**Exercise description**
Reproduce verbatim the lines of the data below, starting with the line that contains "Point out the pink" and continuing through the end of the data.

====

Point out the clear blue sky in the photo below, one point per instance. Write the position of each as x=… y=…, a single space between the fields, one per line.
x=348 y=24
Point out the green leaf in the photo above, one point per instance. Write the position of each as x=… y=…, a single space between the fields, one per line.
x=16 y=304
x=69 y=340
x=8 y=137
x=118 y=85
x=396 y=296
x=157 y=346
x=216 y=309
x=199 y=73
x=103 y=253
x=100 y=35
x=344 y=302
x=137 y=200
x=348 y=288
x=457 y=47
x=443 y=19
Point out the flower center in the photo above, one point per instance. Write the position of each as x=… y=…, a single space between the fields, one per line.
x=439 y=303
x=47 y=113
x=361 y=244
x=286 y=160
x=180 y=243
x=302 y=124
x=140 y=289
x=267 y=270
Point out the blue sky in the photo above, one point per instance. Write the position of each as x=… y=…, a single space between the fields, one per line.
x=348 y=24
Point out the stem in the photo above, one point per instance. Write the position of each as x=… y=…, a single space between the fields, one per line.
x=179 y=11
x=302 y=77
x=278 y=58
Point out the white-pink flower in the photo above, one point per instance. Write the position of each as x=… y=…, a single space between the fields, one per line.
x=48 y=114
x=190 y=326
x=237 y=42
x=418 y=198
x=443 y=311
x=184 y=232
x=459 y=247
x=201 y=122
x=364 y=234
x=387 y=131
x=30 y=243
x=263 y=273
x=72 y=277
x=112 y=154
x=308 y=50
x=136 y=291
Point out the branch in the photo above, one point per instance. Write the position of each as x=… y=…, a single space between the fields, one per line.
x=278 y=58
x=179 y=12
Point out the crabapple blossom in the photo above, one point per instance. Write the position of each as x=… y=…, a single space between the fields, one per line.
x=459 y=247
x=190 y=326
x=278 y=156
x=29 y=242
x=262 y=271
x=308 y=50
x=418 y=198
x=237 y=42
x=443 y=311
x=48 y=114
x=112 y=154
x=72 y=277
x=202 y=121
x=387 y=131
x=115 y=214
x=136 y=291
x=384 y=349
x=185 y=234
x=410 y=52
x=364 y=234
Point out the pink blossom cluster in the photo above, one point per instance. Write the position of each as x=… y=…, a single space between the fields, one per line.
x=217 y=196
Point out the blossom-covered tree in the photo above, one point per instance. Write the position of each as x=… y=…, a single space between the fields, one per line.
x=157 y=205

====

**Written answer**
Point out the pink blossom cluster in the photo above, one point per instance. Write the position of each as x=… y=…, a single space between the fields, one per line.
x=217 y=196
Point out the blossom-covered tree in the photo above, one point per instance. Write the position of each as x=… y=…, a single space between the fields, one per line.
x=157 y=205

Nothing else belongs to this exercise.